Our program would connect candidates with pro bono parole representation, generating massive cost savings for Texas taxpayers (over a ten-year period, taxpayers can anticipate spending $220,120 to incarcerate a single person). We will amplify our impact by conducting trainings in prison, and with the family members of the incarcerated, about how people can advocate for themselves before the parole board. Over time, we will have the option of scaling up the program to serve more clients if additional funds become available. We anticipate that we will ultimately represent 50 clients a year during the pilot phase of our program and 80% of our clients will be granted parole each year.

We will hire a successfully reintegrated, formerly incarcerated citizen to support our clients while they are still incarcerated and then connect them to reentry services once they are released. We will have a personal relationship with our clients, having assembled their parole packets, met them and their families, and shared their entire life story. This will give us the line of communication and the credibility to provide reentry support that is robust, meaningful, and individually tailored. When a returning citizen has help to find housing, jobs and medical care, their chance of returning to prison plummets. As we are able to show that our clients have a track-record of success, it will in turn make it easier for parole boards to release our future clients, creating a positive feedback loop.

**PROBLEM SET:**
a – Revise the parole program passage between "We will hire" and "positive feedback loop.", inclusive, changing "clients" to "participants".
b – In the parole program passage, how much can taxpayers anticipate spending over a ten-year period to incarcerate a single person?
c – Please condense the paragraph of the parole program passage that begins "We will hire a successfully reintegrated" into a short list of its main facts.
The rows are separate material, apart from the parole program passage.

**INFORMATION SHOWN:**
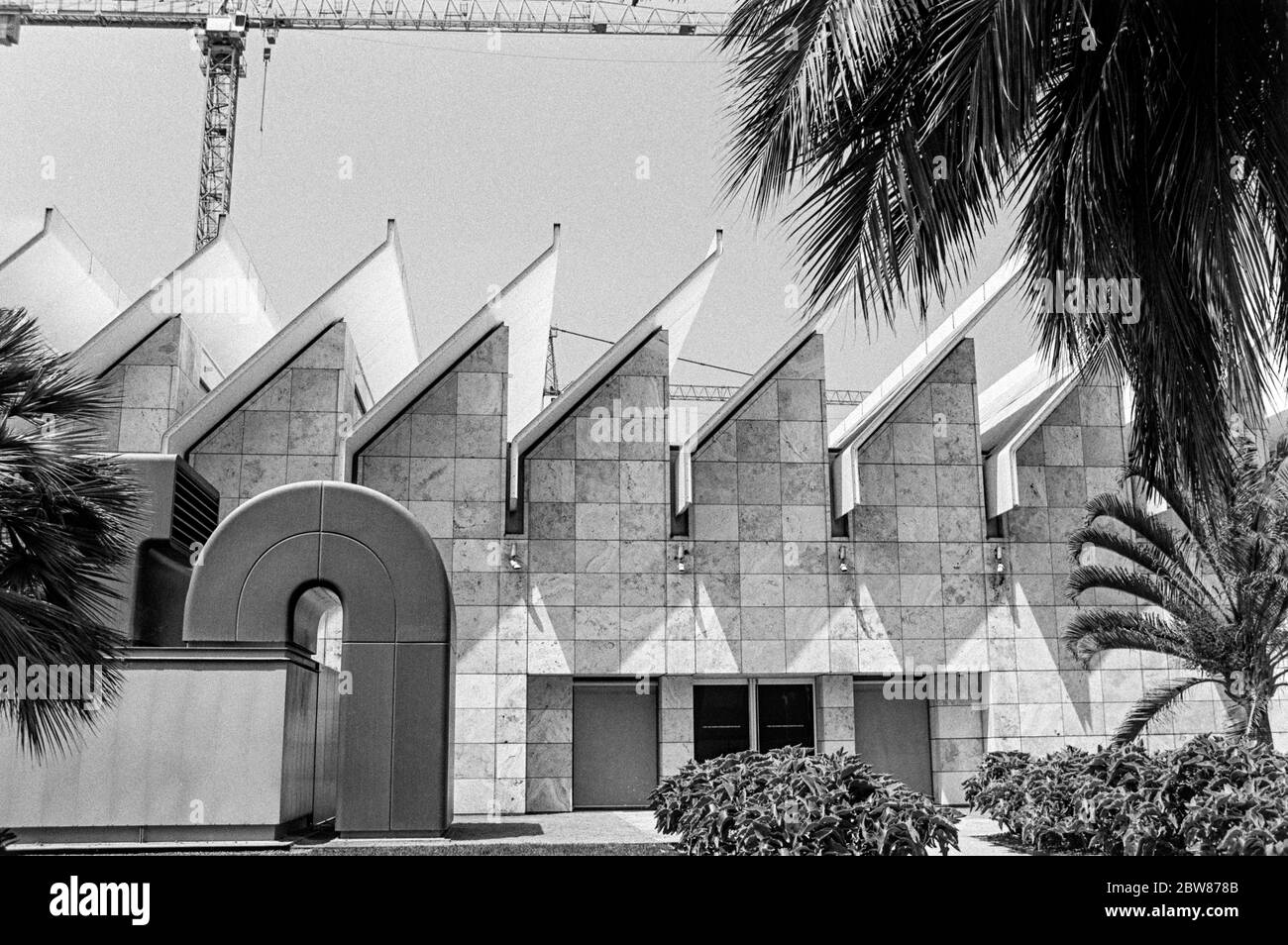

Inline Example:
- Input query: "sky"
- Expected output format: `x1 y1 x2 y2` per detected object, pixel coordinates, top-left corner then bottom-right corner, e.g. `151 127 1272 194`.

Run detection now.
0 27 1031 411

**RESPONSES BY TASK:**
a –
We will hire a successfully reintegrated, formerly incarcerated citizen to support our participants while they are still incarcerated and then connect them to reentry services once they are released. We will have a personal relationship with our participants, having assembled their parole packets, met them and their families, and shared their entire life story. This will give us the line of communication and the credibility to provide reentry support that is robust, meaningful, and individually tailored. When a returning citizen has help to find housing, jobs and medical care, their chance of returning to prison plummets. As we are able to show that our participants have a track-record of success, it will in turn make it easier for parole boards to release our future participants, creating a positive feedback loop.

b – $220,120.

c –
- A successfully reintegrated, formerly incarcerated citizen will be hired to support clients while incarcerated and connect them to reentry services after release.
- Having assembled clients' parole packets, met them and their families, and shared their life stories, the program will have a personal relationship with them.
- That relationship gives the communication and credibility to provide robust, meaningful, individually tailored reentry support.
- Help finding housing, jobs and medical care makes a returning citizen's chance of returning to prison plummet.
- A track record of client success will make it easier for parole boards to release future clients, creating a positive feedback loop.